-- WHAT YOU WILL DO --
Each entry below must appear in the output exactly as written.

-- PROVIDED INFORMATION --
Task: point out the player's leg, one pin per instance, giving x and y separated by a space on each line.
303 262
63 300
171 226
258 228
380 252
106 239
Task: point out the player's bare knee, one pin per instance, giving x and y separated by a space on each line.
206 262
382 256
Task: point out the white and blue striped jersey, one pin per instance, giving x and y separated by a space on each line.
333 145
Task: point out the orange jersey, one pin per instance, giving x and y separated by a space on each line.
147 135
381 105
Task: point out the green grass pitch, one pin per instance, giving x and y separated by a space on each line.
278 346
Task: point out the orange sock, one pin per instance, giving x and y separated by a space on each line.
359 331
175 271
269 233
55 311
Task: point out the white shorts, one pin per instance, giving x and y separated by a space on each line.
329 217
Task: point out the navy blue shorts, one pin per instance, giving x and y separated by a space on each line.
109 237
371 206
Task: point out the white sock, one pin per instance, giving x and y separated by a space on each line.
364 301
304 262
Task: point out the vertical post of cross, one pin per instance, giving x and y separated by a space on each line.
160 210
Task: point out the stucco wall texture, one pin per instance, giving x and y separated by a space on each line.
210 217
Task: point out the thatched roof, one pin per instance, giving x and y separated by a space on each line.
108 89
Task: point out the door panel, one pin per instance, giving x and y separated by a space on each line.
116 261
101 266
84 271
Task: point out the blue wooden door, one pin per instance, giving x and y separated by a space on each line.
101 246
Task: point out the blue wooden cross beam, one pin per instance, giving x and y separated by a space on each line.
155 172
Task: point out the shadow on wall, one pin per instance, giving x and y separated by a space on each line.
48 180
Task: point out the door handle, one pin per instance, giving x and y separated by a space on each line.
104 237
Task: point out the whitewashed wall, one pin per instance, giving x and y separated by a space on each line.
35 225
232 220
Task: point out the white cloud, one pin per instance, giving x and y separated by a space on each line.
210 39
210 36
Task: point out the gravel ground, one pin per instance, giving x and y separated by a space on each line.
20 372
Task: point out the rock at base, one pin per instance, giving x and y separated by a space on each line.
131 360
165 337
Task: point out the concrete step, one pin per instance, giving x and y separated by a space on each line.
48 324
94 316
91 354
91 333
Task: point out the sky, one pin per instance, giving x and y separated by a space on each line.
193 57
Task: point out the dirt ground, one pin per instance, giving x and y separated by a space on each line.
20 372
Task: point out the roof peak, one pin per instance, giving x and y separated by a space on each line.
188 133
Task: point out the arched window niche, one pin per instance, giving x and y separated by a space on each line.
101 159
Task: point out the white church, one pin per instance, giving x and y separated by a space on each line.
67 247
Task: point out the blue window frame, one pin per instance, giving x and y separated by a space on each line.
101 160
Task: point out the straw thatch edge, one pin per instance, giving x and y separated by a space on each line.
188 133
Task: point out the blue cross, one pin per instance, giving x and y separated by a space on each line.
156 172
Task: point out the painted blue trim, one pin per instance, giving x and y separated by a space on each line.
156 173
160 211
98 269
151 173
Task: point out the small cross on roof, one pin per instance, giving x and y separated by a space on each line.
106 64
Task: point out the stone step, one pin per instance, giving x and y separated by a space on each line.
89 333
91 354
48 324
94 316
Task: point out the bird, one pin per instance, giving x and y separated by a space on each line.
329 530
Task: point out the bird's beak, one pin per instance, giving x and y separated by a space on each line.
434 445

-- SOLUTION --
Task: point out the player's leg, one pin per instance, giving x and y separated by a space on each line.
303 262
63 300
171 226
258 228
380 252
106 239
Task: point out the player's bare knee, one pin per instance, giving x and y separated by a space on each line.
206 262
382 256
Task: point out the white and blue striped jersey, one pin per instance, giving x and y separated by a space on each line.
333 145
Task: point out the orange jersey, one pin per instance, giving x and y separated by a space on each line.
147 135
381 105
Task: point out the green grass pitch, one pin per instance, giving x and y separated by a space on each line.
278 346
Task: point out the orange sock, one pin per instance, giving x and y separated by a space on each line.
359 331
175 271
269 233
55 311
Task: point out the white shorts, one pin per instance, giving x and y separated by a space on each line.
329 217
Task: point out the navy blue shorts, one pin per instance, giving x and y separated by a space on each line.
109 237
371 206
Task: point out the white sock, one pin per instance, giving x and y separated by a space on each line.
364 301
304 262
Task: point out the vertical post of cross, one pin per instance, giving x and y separated by a space on each line.
160 210
Task: point out the stucco wall texture, one pin per instance, giving x and y separated by a space on each line.
210 217
Task: point out the thatched roof, one pin per instance, giving x and y separated by a space on each line.
108 89
Task: point out the door panel, one pin per instance, giving x and y separated by a space on each line.
116 261
101 266
84 271
Task: point out the blue wooden door, one pin per instance, giving x and y separated by a space on each line.
101 246
Task: point out the blue wooden cross beam, one pin per instance, giving x and y separated by a space on each line.
155 172
Task: point out the shadow on wall, one pin per instance, giving x and y separated by a space on each line.
48 180
Task: point out the door handle, one pin per instance, giving x and y separated by a space on each line.
104 237
Task: point out the whitewashed wall, one pin per instance, giving x and y separated by a space on each line.
35 225
232 220
Task: point out the white cloud, one pin per instance, giving x and y separated by a space on each line.
210 39
210 36
Task: point out the gravel ground, one pin per instance, giving x and y separated by a space on each line.
20 372
Task: point out the rock at base, one pin per instance, giving x and y separated by a space on each line.
131 360
165 337
Task: point out the concrete step, one pin per instance, giving x and y separated by a space on each line.
48 324
94 316
91 354
91 333
Task: point out the sky, one pin per instance, giving x and y separated by a space on each line.
193 57
Task: point out the dirt ground, one pin per instance, giving x and y separated by a space on each line.
20 372
Task: point out the roof peak, one pin per instance, giving x and y separated by a space on each line.
188 133
Task: point out the arched window niche, one pin per instance, giving x and y separated by a space on each line.
101 159
Task: point out the white church, one pin per instance, giving x and y separated by a space on each line.
67 247
Task: point out the blue window frame, one pin per instance, giving x and y separated by a space on each line.
101 160
Task: point out the straw thatch edge, one pin per instance, giving x and y separated by a space on each line.
188 133
Task: point out the blue cross, one pin per instance, giving x and y separated by a space on each line.
156 172
Task: point out the painted blue trim, one pin per instance, giving x and y separated by a space on each line.
156 173
160 211
98 269
151 173
Task: point out the small cross on roof, one pin per instance, giving x and y separated by a space on each line.
106 64
Task: point out the stone step, one pin per instance, giving x and y separated by a space on each line.
89 333
91 354
48 324
94 316
Task: point out the bird, one pin per instance, giving x and y separated by a space on each line.
329 530
Task: point out the bird's beak, one pin per instance, giving x and y separated by a space on each line.
434 445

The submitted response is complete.